### Exercise directions:
Output every entry below exactly, without its pictures.

------------------------------------------------------------

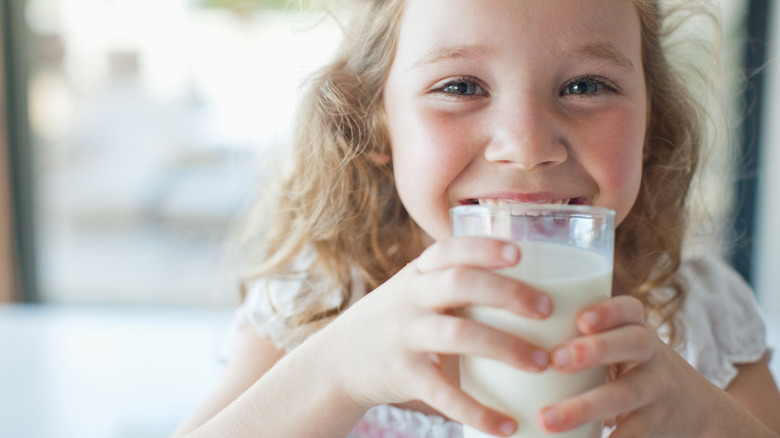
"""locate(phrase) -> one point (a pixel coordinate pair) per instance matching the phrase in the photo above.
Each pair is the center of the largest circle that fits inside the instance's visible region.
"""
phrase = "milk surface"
(575, 279)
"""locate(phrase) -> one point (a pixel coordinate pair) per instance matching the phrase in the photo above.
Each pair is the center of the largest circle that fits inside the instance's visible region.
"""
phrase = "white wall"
(767, 240)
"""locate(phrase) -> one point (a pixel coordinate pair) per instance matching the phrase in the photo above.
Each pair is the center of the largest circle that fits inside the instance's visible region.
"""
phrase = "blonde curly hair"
(340, 202)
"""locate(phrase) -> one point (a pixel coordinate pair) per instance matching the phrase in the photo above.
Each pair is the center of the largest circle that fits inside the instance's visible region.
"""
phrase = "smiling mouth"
(499, 202)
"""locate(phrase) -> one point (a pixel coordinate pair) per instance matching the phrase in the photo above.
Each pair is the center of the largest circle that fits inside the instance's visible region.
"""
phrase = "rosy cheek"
(617, 161)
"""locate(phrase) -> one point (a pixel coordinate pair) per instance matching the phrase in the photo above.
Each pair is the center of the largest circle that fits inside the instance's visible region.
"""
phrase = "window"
(151, 125)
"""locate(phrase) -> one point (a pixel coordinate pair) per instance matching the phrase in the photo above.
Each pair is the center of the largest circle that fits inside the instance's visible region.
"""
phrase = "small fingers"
(627, 394)
(612, 313)
(437, 391)
(631, 343)
(454, 335)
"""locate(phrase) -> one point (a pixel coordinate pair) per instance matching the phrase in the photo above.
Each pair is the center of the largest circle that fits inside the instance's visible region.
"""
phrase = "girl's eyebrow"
(599, 50)
(450, 53)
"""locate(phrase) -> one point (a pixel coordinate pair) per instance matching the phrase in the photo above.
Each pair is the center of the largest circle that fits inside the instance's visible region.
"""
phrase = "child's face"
(524, 100)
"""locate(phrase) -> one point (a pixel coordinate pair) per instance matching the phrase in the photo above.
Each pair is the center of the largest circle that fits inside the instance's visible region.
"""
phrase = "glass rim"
(519, 208)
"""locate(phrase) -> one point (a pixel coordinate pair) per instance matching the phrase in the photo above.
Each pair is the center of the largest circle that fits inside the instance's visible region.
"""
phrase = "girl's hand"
(654, 393)
(390, 344)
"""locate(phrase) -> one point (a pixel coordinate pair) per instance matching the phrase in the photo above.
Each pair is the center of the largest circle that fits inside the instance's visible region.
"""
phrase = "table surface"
(105, 372)
(97, 372)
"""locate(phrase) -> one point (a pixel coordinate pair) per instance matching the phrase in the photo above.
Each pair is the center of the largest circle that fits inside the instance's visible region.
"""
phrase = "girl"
(436, 103)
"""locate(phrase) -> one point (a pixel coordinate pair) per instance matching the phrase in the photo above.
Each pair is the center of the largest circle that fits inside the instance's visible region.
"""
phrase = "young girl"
(349, 327)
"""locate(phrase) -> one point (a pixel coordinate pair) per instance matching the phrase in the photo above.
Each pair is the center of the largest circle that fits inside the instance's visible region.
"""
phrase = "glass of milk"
(567, 251)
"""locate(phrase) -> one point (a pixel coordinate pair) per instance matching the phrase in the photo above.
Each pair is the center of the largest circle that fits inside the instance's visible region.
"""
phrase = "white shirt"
(721, 324)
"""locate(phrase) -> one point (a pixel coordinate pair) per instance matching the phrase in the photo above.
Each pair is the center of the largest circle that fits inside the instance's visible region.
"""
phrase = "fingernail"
(551, 417)
(561, 357)
(590, 317)
(507, 427)
(541, 358)
(510, 253)
(544, 305)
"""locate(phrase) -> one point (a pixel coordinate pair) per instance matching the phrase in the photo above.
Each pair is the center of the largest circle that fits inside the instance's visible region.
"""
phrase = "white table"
(99, 372)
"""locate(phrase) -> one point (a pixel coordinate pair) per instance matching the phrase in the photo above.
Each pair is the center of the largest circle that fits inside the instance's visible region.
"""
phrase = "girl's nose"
(526, 137)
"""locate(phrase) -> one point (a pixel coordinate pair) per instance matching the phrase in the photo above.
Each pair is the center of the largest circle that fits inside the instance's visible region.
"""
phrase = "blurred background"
(133, 135)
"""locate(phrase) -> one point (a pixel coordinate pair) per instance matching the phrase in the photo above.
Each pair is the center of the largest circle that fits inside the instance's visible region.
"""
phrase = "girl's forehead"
(608, 28)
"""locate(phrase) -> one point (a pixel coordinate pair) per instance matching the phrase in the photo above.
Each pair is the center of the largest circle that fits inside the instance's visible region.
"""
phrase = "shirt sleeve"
(270, 302)
(722, 323)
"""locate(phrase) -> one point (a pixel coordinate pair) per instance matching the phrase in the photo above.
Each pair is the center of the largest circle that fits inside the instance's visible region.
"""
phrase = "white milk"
(575, 279)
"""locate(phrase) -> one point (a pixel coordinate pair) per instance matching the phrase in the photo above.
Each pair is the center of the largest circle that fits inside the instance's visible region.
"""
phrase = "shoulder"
(273, 303)
(721, 321)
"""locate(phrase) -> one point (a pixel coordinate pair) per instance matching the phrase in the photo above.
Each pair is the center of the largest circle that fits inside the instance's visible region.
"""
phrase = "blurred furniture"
(105, 372)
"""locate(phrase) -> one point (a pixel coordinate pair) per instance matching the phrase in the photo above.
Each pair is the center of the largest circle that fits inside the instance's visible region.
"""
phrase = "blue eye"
(586, 87)
(461, 87)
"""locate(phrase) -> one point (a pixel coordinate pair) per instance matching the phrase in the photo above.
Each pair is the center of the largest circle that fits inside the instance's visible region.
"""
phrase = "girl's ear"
(379, 158)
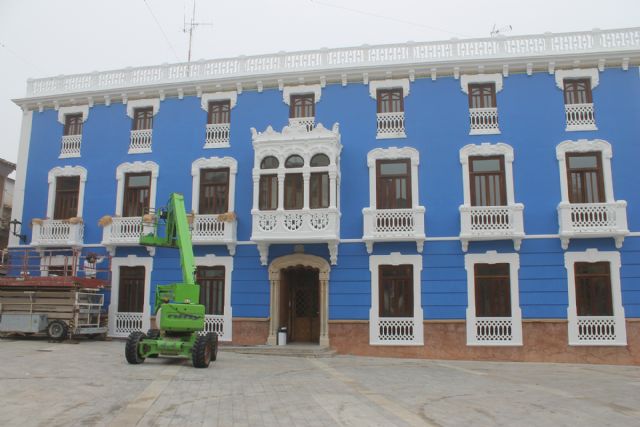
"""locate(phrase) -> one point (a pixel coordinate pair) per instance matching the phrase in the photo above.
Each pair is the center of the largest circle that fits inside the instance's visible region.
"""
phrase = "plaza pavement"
(90, 383)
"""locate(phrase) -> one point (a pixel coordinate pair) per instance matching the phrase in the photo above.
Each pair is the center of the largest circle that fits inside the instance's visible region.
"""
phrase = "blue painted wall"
(531, 115)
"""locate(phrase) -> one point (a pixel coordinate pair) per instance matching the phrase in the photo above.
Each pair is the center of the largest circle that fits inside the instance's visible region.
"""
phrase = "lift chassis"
(179, 315)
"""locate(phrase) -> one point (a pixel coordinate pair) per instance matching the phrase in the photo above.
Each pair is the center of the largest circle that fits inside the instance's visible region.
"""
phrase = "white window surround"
(136, 167)
(494, 323)
(76, 109)
(211, 260)
(593, 255)
(213, 163)
(608, 219)
(287, 91)
(374, 85)
(467, 79)
(206, 98)
(417, 327)
(143, 103)
(577, 73)
(514, 211)
(129, 261)
(396, 229)
(66, 171)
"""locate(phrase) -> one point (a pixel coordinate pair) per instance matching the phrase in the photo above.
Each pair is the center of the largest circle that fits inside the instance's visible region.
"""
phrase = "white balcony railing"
(585, 220)
(296, 226)
(306, 122)
(140, 141)
(70, 146)
(393, 225)
(217, 135)
(580, 117)
(391, 125)
(56, 232)
(483, 121)
(210, 230)
(491, 223)
(429, 53)
(396, 331)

------------------------------------------------------------

### Output:
"""locate(phrase) -> one point (a pixel coordinate pair) per instance matching the phrase in the photo above.
Each pair is the center of the largest circle that fits inside the instance's visible region.
"""
phrase = "milk surface"
(575, 279)
"""locate(phrase) -> one point (a pixel coordinate pair) per instance matching the phrase in the photo above.
Each pair is the center of the largest circle that fits inside the instance's visible region.
"""
phrase = "white wall"
(767, 240)
"""locate(phrase) -> one point (a pixel coordinate pair) per instance matching the phrase in the photo above.
Each pair is the center of the largest circle that fits inside the instance's visible region.
"""
phrase = "blonde curly hair"
(340, 202)
"""locate(phrase) -> one point (a pixel coordinate pair) per instance matching the phrase in the photo above.
Each pair is the center of the largest circle that fits inside the instance's visible region.
"""
phrase = "smiling mouth"
(499, 202)
"""locate(phrase) -> one point (a pixel coordinate pair) per instance matching the phrase in the photo above.
Each pair is the center of the largest circle that fits inside the instance's visible region.
"""
phrase = "rosy cheek"
(617, 161)
"""locate(phrase) -> one point (a pixel coordinate pair) per instance matching the phrase in the photo above.
Each pair is the center of the largest circle that fits inside the instance's visible region.
"""
phrase = "window"
(151, 125)
"""locate(phrase) -> one point (a pixel coordinate pair) per instance matching the phrase in the photo above.
Each pair is the center of the largest circle that fits inside the instance's visible region.
"""
phrase = "small fingers"
(627, 394)
(612, 313)
(437, 391)
(631, 343)
(454, 335)
"""locate(phrase) -> one point (a pixel coordinate pair) per instance matching the phrase in the photo above.
Each pair is the center of the largest circle that fits inside the instance's visible region.
"""
phrase = "girl's eyebrow"
(599, 50)
(450, 53)
"""locate(phrase) -> one point (a pixel coordinate pair) per instance matching the phrase in the photo above.
Each pair is the center of the largest circle that fits inside the instance's visible region.
"""
phrase = "child's face"
(524, 100)
"""locate(phrase) -> one point (a pixel coordinate pair) per instance matching the phrase in the photo above.
Each pair is the center of the largest circle that fits inside the instance's visible region.
"""
phrase = "glass rim"
(519, 208)
"""locate(phrase) -> one point (a pixel coordinate pair) per instance matching the phrase in the photo above.
Each pair is the center of the largest circle that fits inside the instance's visible region.
"""
phrase = "girl's hand"
(654, 393)
(390, 344)
"""locate(phrase) -> one point (a pixel coordinate pair) per instance matching the phrase in the photo above.
Each pair is the center of the largest circle that fits inside the instance's visible region.
"""
phrase = "table surface"
(105, 372)
(97, 372)
"""locate(phrase) -> one point (a pixel coordinate pair) per instance matching the phrase in the photo above.
Each pair is the center of the largest circle that fits inside the instance's visible region.
"""
phrase = "girl"
(436, 103)
"""locate(phrase) -> one point (a pixel coordinate pair) per instance matching the phrase in the photo above.
Each pair is the center of the largest circle that fits inside the instance's visible region.
"""
phrase = "young girl"
(349, 327)
"""locate(phrase) -> one point (a pixel coordinate pair) per instance matching the phrase in the photo above.
Each pair is the center of the largest circle that fits inside the instance's visible region.
"""
phrase = "glass of milk"
(567, 251)
"""locate(phrase) -> one point (a pixel coordinate pair) per instance matching the phrase in the photo above.
Each pair is the center of the largest circle that fits inside the instance's visible region.
"""
phrase = "white shirt"
(721, 324)
"""locate(phrase) -> one point (a pixel coordinate pair) per instance matching the phrase in the photo above.
Each pair is the center of the largest circle that fits inside the instance's visible region.
"""
phrase = "fingernail"
(551, 417)
(561, 357)
(590, 317)
(507, 427)
(541, 358)
(510, 253)
(544, 305)
"""locate(phrase) -> one point (a pixel coordinate pair) per instance matching the phrase in the photo above.
Each pair is the center of the largest circle that fits inside the instance's visible region.
"""
phrase = "white table"
(99, 372)
"""locate(phrase) -> one point (a pixel coordinate pair) per instance matching the phrase in the photo above.
Each pair is the center of the largest circle that fits inside the instance's visible region.
"""
phrase = "girl's nose"
(526, 137)
"""locate(phrase) -> one point (a pixel coordinate pair) per instance matching the phrase in the photo above.
Each pair is the center of the largest circle that fits inside the instance's visible region.
"""
phrase = "blurred background"
(133, 135)
"""locate(phrase) -> one point (a pixel coordinate pair) per instance matching the phrase in the photo above.
Each pair is the center of the largest circle that fits inside the instance's visible region.
"""
phrase = "girl's forehead"
(608, 28)
"""locate(phrase) -> one point (a pixel coordinate pair) per instance matching the phrase in the photo above.
Each pair is the center of the largest circle that fits inside the instance's visible region.
"""
phrase = "shirt sleeve"
(270, 302)
(722, 323)
"""locate(phrase) -> one point (a pixel coordinate pair) per instance matching the phrase in the photo above.
Each pair is the center of the largest circle that fits inside the instance's visible region.
"""
phrase = "white milk"
(575, 279)
"""locate(phrase) -> one point (a pixel coordinate pair) per instance matching the phrase in the photo above.
Each pair is the center of the largest circle that fits inside the instance's visible region.
"""
phrase = "shoulder"
(273, 303)
(721, 321)
"""locate(phrase) -> one point (a pixel coordinate pair) per instance matching the phrase in the photo above.
Each pair is the center of the largest circle that fits inside the instance's visible region.
"""
phrase = "blurred furniture"
(105, 372)
"""locate(phrase) -> one point (a pixel coordinate pair) per instance matching the phrase in the photo above.
Each pair is the center of the largest circle that fits inside the instance's visible region.
"""
phrase = "blue eye"
(586, 87)
(461, 87)
"""locate(phrase) -> one point (a pixel coordinate pair) per instance matching the phrase in the photo above.
Each pair is the center of the largest circle that fits inside the instance's visible region.
"""
phrase = "girl's ear"
(379, 158)
"""locate(phrase) -> one point (a pixel coordinate pair) per instance matching the phrase in the photo above.
Each pair is the center of the largest circle that fits inside the instance's visible region.
"""
phrase = "plaza pavement"
(90, 383)
"""locate(phrase) -> one point (a pixel coordinate pair) per instance matching the phrase in the photo above.
Each pair is the center of the largest circle that fits inside the instance's visible region.
"""
phrase = "blue painted wall"
(531, 115)
"""locate(phrase) -> one point (a pixel coordinate pair) per instance matching the phrase in the photo above.
Each pair is the center of the largest circle that fits inside the instance's visible region.
"""
phrase = "lift chassis"
(179, 315)
"""locate(phrase) -> one point (a pixel coordinate pair) per instance matching the phrase in the photo above.
Each pair is the center of the largest circle that fits inside the instance's visible region.
"""
phrase = "white window surround"
(136, 167)
(494, 323)
(76, 109)
(211, 260)
(593, 255)
(213, 163)
(608, 219)
(287, 91)
(374, 85)
(467, 79)
(206, 98)
(417, 327)
(143, 103)
(577, 73)
(514, 211)
(129, 261)
(396, 229)
(66, 171)
"""locate(phrase) -> one point (a pixel coordinate pair) per instance matching the phrase in the photo above.
Each pair is the center of the largest circle that fits inside the instance's visible region.
"""
phrase = "white balcony railing"
(585, 220)
(296, 226)
(306, 122)
(140, 141)
(70, 146)
(393, 225)
(217, 135)
(580, 117)
(391, 125)
(56, 232)
(483, 121)
(210, 230)
(491, 223)
(429, 53)
(396, 331)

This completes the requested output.